Life’s a drag
What makes smoking so attractive to so many?
Smoking cigarettes is the most widespread addiction worldwide because it delivers a powerful chemical, nicotine, very effectively
Take a puff and the nicotine level in the brain peaks around ten seconds later. The effect wears off quickly, so the smoker quickly has another go. For many people, it is not long before the habit is hard to break. This, added to the ritual of lighting up (often in company), the unpleasant effects of nicotine withdrawal, and – although there are now tight advertising controls in the UK – a cultural image that many find attractive, gives you a foolproof recipe for mass addiction.
Over the last decade there has been a marked increase in global attempts to reduce the prevalence of smoking, with mixed results. The percentage of people who smoke has fallen, suggesting that, overall, the policies and controls have had an effect. But as the world population has increased, the total number of smokers has risen. To make further progress, more controls may be needed.

Supplied material
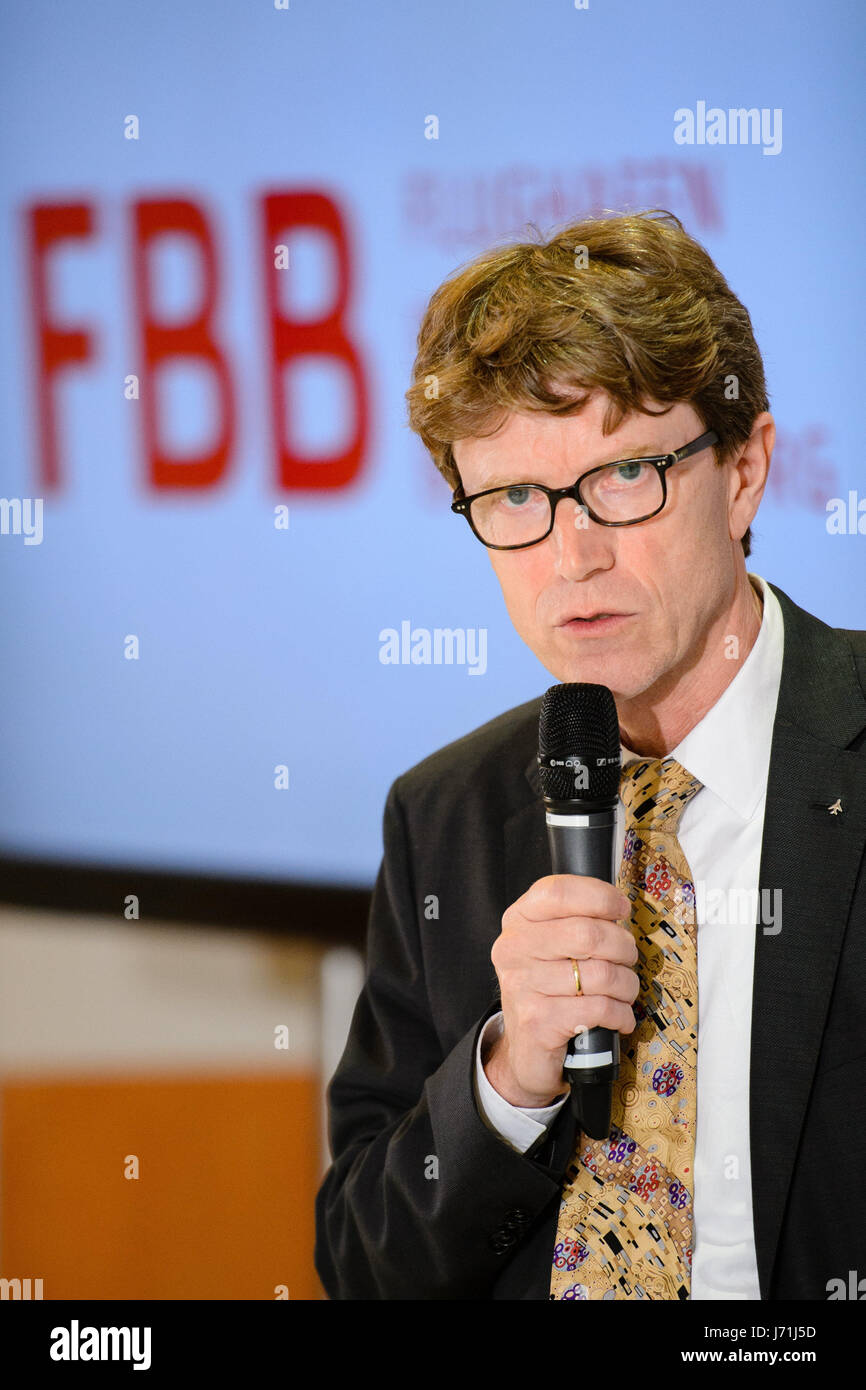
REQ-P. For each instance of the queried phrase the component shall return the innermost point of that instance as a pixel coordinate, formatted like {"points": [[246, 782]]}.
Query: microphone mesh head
{"points": [[578, 744]]}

Requirement 1
Answer these from the smoking passage:
(a) About how long after a puff does the nicotine level in the brain peak?
(b) Over the last decade, what has happened to the percentage of people who smoke?
(c) What has happened to the total number of smokers as the world population has increased?
Requirement 2
Return the part of the smoking passage starting at "Smoking cigarettes is" and ending at "for mass addiction.", copied word for word.
The material comes from a different source than the smoking passage.

Worked solution 1
(a) Around ten seconds later.
(b) It has fallen.
(c) It has risen.

Worked solution 2
Smoking cigarettes is the most widespread addiction worldwide because it delivers a powerful chemical, nicotine, very effectively
Take a puff and the nicotine level in the brain peaks around ten seconds later. The effect wears off quickly, so the smoker quickly has another go. For many people, it is not long before the habit is hard to break. This, added to the ritual of lighting up (often in company), the unpleasant effects of nicotine withdrawal, and – although there are now tight advertising controls in the UK – a cultural image that many find attractive, gives you a foolproof recipe for mass addiction.